§ **TEXTO DEL EJERCICIO**
• • •

En una Trastienda colmada, el tango celebró las cinco décadas como cantor de Hernán “Cucuza” Castiello. Invitados, memoria, cruces y canto barrial en una noche que fue abrazo.
Por Ale Simonazzi

Jueves por la noche en Buenos Aires: Balcarce al 400 late al compás del 2×4. De un lado de la vereda, los clásicos boliches para turistas con entradas prolijas y combis a horario; del otro, La Trastienda repleta de quienes queríamos estar ahí, no como espectadores, sino como interlocutores de una celebración: 50 años de cantor de Hernán “Cucuza” Castiello.
En la vereda cruzamos figuras que no querían perderse el festejo: Víctor Hugo Morales, Hernán Casciari, cantores y cantoras que han pasado por el Bar El Faro, como Bárbara Grabinsky, Guille Fernández o Mariana Mazú. Todos allí, convocados por la palabra y la música de Cucuza.
Dentro, en el hall, nos recibe una imagen del niño Cucusita en una foto tamaño natural, con corte taza y traje. Primeros pasos de una vida que se entregaría al canto, con una mirada infantil que parece mirar hacia el escenario donde ahora lo esperamos.

Al abrirse el telón, aparece ese niño-cantor: Cucuza, con una peluca de corte taza, entonando Cucusita cincuenta años después. La peluca se eleva, y tras el gesto humorístico surge el cantor “descabellado” que conocemos y tanto queremos. “A todos los que acompañaron, los que están y los que no, y por sobre todo al tango”, dice. La voz se quiebra y la sala la sostiene.

• • •

Entradas guardadas
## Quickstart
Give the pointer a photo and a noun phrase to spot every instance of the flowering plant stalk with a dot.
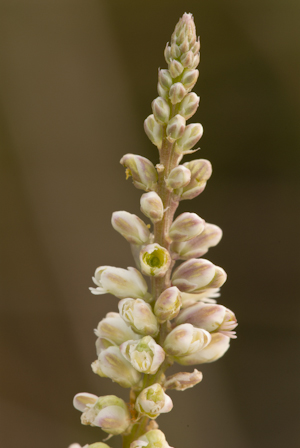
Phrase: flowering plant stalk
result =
(178, 320)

• • •

§ **ORDEN DE TRABAJO 1**
Edita el fragmento de la crónica sobre los 50 años de Cucuza que empieza con las palabras que contienen "En la vereda" y termina con "ahora lo esperamos.", y cambia "hall" por "vestíbulo".
§ **ORDEN DE TRABAJO 2**
Enumera todas las personas que la crónica sobre los 50 años de Cucuza nombra como presentes en la vereda antes del festejo.

§ **RESULTADO DEL EJERCICIO 1**
En la vereda cruzamos figuras que no querían perderse el festejo: Víctor Hugo Morales, Hernán Casciari, cantores y cantoras que han pasado por el Bar El Faro, como Bárbara Grabinsky, Guille Fernández o Mariana Mazú. Todos allí, convocados por la palabra y la música de Cucuza.
Dentro, en el vestíbulo, nos recibe una imagen del niño Cucusita en una foto tamaño natural, con corte taza y traje. Primeros pasos de una vida que se entregaría al canto, con una mirada infantil que parece mirar hacia el escenario donde ahora lo esperamos.

§ **RESULTADO DEL EJERCICIO 2**
Víctor Hugo Morales
Hernán Casciari
Bárbara Grabinsky
Guille Fernández
Mariana Mazú